Texte →
▼
Carton rouge, le mouvement des footballeuses de Sciences Po contre le sexisme
Le 3 mai 2020, un collectif d’étudiantes de tous les Instituts d’études politiques (IEP) de France, Carton rouge, poste son premier communiqué sur les réseaux sociaux. Les fondatrices de ce mouvement, inscrites dans l’équipe féminine de football de leur école, y dévoilent leurs intentions : dénoncer le sexisme qui règne dans ce sport, et condamner les insultes et les remarques qui leur sont adressées au quotidien. Le Pépère News est allé à la rencontre des fondatrices.
“On se lève et on tire.” Voilà la phrase qui reste en tête après la lecture du communiqué. Reprenant la formule d’indignation de Virginie Despentes après la dernière cérémonie des César, le collectif Carton rouge met des mots sur l’oppression et la discrimination que subissent les femmes dans leur sport. Elles revendiquent leur droit à jouer au foot sereinement, et condamnent les hommes qui “pensent que le terrain leur est réservé”.
Une collaboration à grande échelle
Cette idée leur est venue alors qu’elles préparaient, entre footballeuses de Sciences Po, un tout autre projet. Mais très vite, leur discussion s’est tournée vers le sexisme qu’elles subissent toutes. Elles ont alors compris qu’il fallait le dénoncer. C’est là que le collectif Carton rouge est né. Il est le fruit de la collaboration d’étudiantes des IEP de toute la France. Lucy Bartz, depuis Grenoble, nous explique qu’il est d’ailleurs “bénéfique que l’on soit plusieurs dans l’équipe car c’est en parlant avec d’autres personnes que l’on peut s’améliorer”.
▲
Contenu des données →
▼
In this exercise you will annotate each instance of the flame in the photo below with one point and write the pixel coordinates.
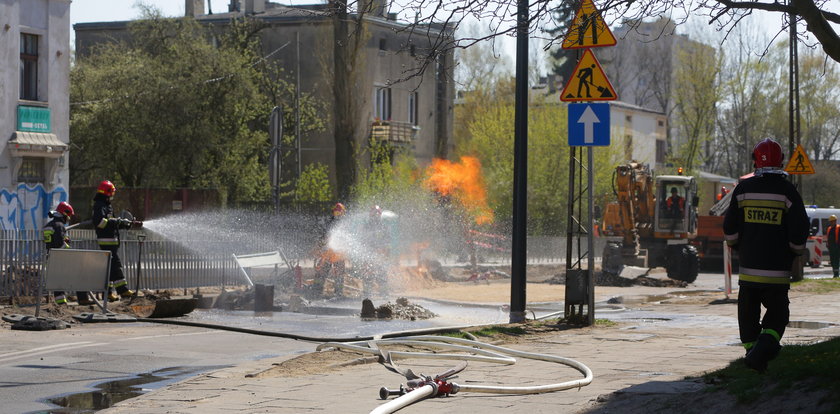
(463, 182)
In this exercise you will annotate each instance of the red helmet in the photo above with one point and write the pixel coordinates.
(106, 187)
(65, 208)
(768, 153)
(339, 210)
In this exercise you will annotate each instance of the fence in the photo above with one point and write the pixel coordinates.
(165, 264)
(172, 265)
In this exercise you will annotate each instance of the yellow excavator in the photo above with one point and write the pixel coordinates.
(652, 222)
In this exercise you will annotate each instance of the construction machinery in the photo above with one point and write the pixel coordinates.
(652, 223)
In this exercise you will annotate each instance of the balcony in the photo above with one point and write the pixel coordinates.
(394, 131)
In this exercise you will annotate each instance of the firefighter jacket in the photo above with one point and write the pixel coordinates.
(107, 226)
(55, 234)
(832, 235)
(767, 223)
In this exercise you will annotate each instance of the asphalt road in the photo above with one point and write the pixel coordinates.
(37, 366)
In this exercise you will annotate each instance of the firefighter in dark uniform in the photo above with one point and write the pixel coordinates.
(832, 240)
(108, 236)
(767, 224)
(55, 237)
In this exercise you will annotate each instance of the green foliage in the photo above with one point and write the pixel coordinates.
(816, 365)
(314, 184)
(168, 109)
(385, 183)
(491, 140)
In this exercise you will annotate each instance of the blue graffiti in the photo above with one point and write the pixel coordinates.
(27, 208)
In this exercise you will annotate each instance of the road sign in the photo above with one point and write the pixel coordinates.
(588, 82)
(588, 29)
(589, 125)
(799, 162)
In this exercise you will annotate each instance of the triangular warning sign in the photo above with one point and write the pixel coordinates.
(588, 29)
(588, 82)
(799, 162)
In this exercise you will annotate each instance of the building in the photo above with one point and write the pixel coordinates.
(642, 67)
(34, 110)
(414, 114)
(636, 133)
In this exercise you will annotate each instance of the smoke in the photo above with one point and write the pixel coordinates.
(464, 183)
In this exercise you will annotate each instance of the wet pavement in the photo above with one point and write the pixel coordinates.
(660, 339)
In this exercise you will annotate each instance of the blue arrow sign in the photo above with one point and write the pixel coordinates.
(589, 124)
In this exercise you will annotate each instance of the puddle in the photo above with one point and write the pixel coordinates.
(109, 393)
(808, 324)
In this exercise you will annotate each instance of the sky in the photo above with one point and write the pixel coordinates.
(84, 11)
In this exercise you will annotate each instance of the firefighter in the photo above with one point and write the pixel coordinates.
(832, 235)
(108, 236)
(55, 237)
(767, 224)
(675, 204)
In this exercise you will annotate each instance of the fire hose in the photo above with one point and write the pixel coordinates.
(421, 387)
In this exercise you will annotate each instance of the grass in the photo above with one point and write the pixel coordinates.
(817, 285)
(816, 365)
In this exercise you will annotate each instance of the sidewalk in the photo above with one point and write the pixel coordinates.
(684, 336)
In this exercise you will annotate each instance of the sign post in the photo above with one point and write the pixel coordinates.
(589, 125)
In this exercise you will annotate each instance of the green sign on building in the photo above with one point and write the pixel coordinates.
(33, 119)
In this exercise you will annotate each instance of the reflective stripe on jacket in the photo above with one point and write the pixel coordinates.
(767, 223)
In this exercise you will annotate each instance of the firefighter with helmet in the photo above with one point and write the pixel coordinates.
(108, 236)
(55, 237)
(832, 235)
(767, 224)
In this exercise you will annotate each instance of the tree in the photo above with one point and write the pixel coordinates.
(168, 109)
(492, 141)
(724, 15)
(696, 95)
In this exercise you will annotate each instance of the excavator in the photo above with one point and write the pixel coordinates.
(652, 222)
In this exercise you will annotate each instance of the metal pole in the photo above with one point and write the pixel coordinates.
(520, 169)
(297, 100)
(590, 240)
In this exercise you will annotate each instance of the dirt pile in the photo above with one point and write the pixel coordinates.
(402, 309)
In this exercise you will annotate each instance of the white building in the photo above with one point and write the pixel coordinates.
(638, 134)
(34, 110)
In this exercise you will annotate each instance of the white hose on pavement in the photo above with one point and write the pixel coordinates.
(480, 352)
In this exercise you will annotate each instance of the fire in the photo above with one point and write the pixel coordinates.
(463, 182)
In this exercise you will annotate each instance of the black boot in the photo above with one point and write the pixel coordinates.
(765, 350)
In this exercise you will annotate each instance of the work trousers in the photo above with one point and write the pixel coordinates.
(751, 298)
(834, 258)
(116, 276)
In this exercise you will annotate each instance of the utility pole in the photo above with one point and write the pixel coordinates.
(519, 252)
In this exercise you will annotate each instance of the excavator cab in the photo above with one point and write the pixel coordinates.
(676, 207)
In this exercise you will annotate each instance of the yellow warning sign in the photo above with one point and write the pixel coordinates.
(588, 82)
(588, 29)
(799, 162)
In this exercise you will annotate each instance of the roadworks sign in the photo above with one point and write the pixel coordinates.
(588, 29)
(588, 82)
(799, 162)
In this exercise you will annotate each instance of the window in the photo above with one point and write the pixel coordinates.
(412, 108)
(661, 149)
(628, 147)
(28, 67)
(31, 171)
(382, 111)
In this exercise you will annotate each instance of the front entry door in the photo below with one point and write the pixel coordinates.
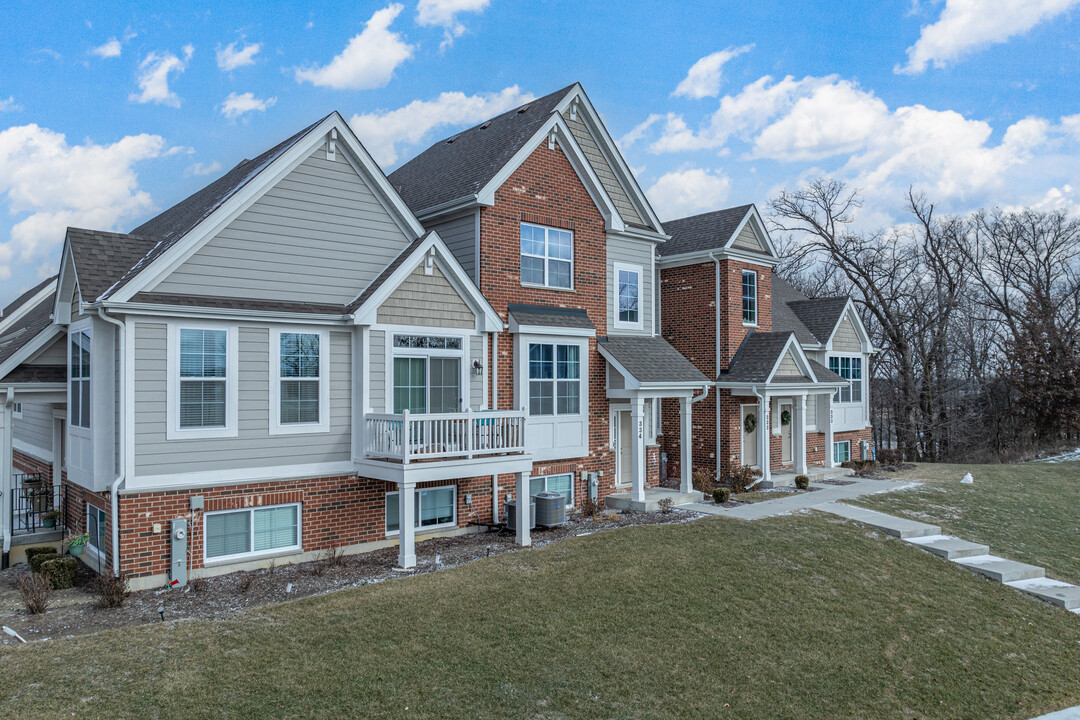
(750, 439)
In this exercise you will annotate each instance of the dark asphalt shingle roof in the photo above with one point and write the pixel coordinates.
(651, 360)
(707, 231)
(462, 164)
(550, 316)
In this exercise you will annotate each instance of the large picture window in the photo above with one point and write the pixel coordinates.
(79, 376)
(849, 368)
(554, 379)
(432, 508)
(547, 256)
(234, 534)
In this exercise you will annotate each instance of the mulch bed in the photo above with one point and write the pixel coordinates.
(75, 611)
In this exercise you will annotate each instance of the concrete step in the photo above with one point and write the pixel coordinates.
(1054, 592)
(896, 527)
(948, 546)
(1000, 569)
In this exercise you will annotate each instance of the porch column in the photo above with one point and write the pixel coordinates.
(828, 434)
(800, 435)
(686, 449)
(764, 436)
(637, 443)
(406, 528)
(524, 519)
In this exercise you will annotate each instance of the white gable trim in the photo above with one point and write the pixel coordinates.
(208, 228)
(800, 360)
(556, 127)
(488, 321)
(610, 150)
(757, 226)
(864, 337)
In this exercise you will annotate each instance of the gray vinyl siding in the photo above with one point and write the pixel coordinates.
(320, 235)
(254, 447)
(603, 170)
(846, 339)
(637, 253)
(427, 300)
(35, 428)
(475, 381)
(377, 371)
(459, 234)
(746, 240)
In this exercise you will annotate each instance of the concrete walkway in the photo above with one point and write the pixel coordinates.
(796, 501)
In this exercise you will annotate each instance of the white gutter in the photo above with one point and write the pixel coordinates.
(115, 487)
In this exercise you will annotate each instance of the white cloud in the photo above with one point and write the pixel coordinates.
(57, 185)
(443, 13)
(203, 168)
(153, 77)
(110, 49)
(704, 77)
(238, 105)
(966, 26)
(229, 58)
(368, 60)
(688, 191)
(382, 132)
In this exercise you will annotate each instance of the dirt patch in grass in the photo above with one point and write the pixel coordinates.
(75, 611)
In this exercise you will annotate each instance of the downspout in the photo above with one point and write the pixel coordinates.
(122, 458)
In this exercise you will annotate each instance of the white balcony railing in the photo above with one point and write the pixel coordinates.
(412, 436)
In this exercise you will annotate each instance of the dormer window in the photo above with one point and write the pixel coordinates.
(750, 297)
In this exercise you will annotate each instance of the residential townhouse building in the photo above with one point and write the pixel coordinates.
(309, 354)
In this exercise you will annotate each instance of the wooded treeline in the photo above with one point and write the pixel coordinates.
(975, 318)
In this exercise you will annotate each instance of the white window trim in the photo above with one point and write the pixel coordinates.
(615, 300)
(392, 352)
(277, 428)
(547, 257)
(173, 430)
(223, 559)
(757, 298)
(862, 380)
(574, 494)
(417, 529)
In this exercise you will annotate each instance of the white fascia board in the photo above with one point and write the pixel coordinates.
(281, 166)
(609, 148)
(578, 161)
(489, 321)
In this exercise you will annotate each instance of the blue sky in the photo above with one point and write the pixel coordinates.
(110, 113)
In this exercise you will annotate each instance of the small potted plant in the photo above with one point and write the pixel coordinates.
(78, 543)
(49, 519)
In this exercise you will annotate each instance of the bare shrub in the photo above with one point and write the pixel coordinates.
(111, 592)
(35, 589)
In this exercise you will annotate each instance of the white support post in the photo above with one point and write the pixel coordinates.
(524, 519)
(800, 434)
(829, 462)
(764, 436)
(406, 529)
(637, 447)
(686, 448)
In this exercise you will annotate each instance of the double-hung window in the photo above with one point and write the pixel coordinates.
(299, 389)
(628, 296)
(547, 256)
(202, 392)
(554, 379)
(851, 369)
(432, 508)
(79, 415)
(750, 297)
(235, 534)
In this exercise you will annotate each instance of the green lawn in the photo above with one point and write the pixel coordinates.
(802, 616)
(1027, 512)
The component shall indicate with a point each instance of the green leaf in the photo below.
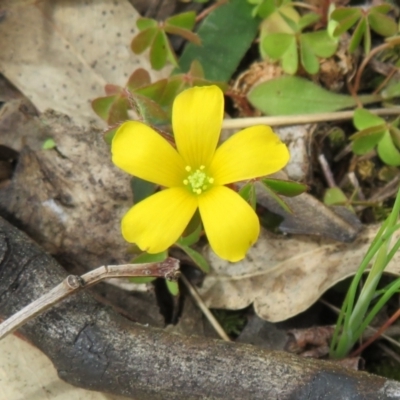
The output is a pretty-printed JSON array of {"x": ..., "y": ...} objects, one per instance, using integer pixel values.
[
  {"x": 196, "y": 257},
  {"x": 382, "y": 24},
  {"x": 291, "y": 23},
  {"x": 266, "y": 8},
  {"x": 192, "y": 238},
  {"x": 228, "y": 24},
  {"x": 118, "y": 111},
  {"x": 388, "y": 152},
  {"x": 184, "y": 20},
  {"x": 150, "y": 258},
  {"x": 395, "y": 134},
  {"x": 248, "y": 193},
  {"x": 365, "y": 140},
  {"x": 357, "y": 35},
  {"x": 285, "y": 188},
  {"x": 172, "y": 287},
  {"x": 290, "y": 59},
  {"x": 367, "y": 37},
  {"x": 145, "y": 23},
  {"x": 159, "y": 51},
  {"x": 308, "y": 19},
  {"x": 343, "y": 13},
  {"x": 276, "y": 44},
  {"x": 308, "y": 59},
  {"x": 363, "y": 119},
  {"x": 346, "y": 19},
  {"x": 143, "y": 40},
  {"x": 321, "y": 43},
  {"x": 141, "y": 189},
  {"x": 334, "y": 196},
  {"x": 277, "y": 198},
  {"x": 149, "y": 110},
  {"x": 382, "y": 8},
  {"x": 185, "y": 33},
  {"x": 393, "y": 90},
  {"x": 290, "y": 95},
  {"x": 49, "y": 144}
]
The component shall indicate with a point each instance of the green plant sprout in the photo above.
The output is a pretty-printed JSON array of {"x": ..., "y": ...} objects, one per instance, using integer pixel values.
[
  {"x": 282, "y": 37},
  {"x": 356, "y": 313},
  {"x": 308, "y": 46},
  {"x": 374, "y": 131},
  {"x": 151, "y": 102},
  {"x": 153, "y": 35},
  {"x": 374, "y": 18}
]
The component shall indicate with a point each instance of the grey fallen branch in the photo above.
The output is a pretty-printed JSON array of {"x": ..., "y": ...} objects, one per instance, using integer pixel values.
[
  {"x": 93, "y": 347},
  {"x": 168, "y": 269}
]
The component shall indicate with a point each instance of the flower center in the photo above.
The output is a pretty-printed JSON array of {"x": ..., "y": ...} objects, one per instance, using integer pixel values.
[{"x": 197, "y": 180}]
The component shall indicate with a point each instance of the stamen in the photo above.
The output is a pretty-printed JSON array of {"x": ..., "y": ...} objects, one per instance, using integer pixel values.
[{"x": 197, "y": 179}]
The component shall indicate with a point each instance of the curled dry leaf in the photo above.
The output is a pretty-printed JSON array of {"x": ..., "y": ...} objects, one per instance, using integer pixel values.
[
  {"x": 60, "y": 54},
  {"x": 283, "y": 276},
  {"x": 26, "y": 373}
]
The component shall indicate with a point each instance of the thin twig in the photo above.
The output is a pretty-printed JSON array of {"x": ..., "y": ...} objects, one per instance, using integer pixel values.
[
  {"x": 377, "y": 334},
  {"x": 213, "y": 321},
  {"x": 367, "y": 59},
  {"x": 238, "y": 123},
  {"x": 168, "y": 269},
  {"x": 326, "y": 171}
]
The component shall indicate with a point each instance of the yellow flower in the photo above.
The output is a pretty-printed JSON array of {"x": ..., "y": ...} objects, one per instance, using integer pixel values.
[{"x": 195, "y": 175}]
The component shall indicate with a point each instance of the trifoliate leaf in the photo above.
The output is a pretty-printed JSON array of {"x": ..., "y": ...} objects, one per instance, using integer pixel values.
[
  {"x": 276, "y": 44},
  {"x": 290, "y": 95},
  {"x": 388, "y": 152},
  {"x": 285, "y": 188}
]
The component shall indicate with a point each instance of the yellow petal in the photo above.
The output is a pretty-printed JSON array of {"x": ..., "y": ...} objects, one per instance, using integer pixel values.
[
  {"x": 197, "y": 116},
  {"x": 250, "y": 153},
  {"x": 142, "y": 152},
  {"x": 157, "y": 222},
  {"x": 231, "y": 225}
]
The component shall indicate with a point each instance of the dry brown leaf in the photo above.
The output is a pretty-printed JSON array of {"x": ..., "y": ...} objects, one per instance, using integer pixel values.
[
  {"x": 27, "y": 374},
  {"x": 60, "y": 54},
  {"x": 283, "y": 276}
]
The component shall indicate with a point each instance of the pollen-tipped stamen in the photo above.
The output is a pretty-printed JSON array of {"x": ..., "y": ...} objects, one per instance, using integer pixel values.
[{"x": 197, "y": 180}]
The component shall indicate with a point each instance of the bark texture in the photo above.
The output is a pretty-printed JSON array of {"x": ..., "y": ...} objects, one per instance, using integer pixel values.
[{"x": 94, "y": 348}]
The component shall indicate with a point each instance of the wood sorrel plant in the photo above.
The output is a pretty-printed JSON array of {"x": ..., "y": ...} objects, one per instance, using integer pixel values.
[
  {"x": 354, "y": 316},
  {"x": 196, "y": 175}
]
▲
Énoncé 1 →
Selon le texte sur le collectif Carton rouge, à quelle date celui-ci a-t-il publié son premier communiqué sur les réseaux sociaux ?
Énoncé 2 →
Indiquez combien de lignes des enregistrements contiennent la chaîne "jacket". Donnez uniquement ce nombre.
Le texte et les enregistrements proviennent de sources distinctes.

Réponse 1 →
Le 3 mai 2020.

Réponse 2 →
2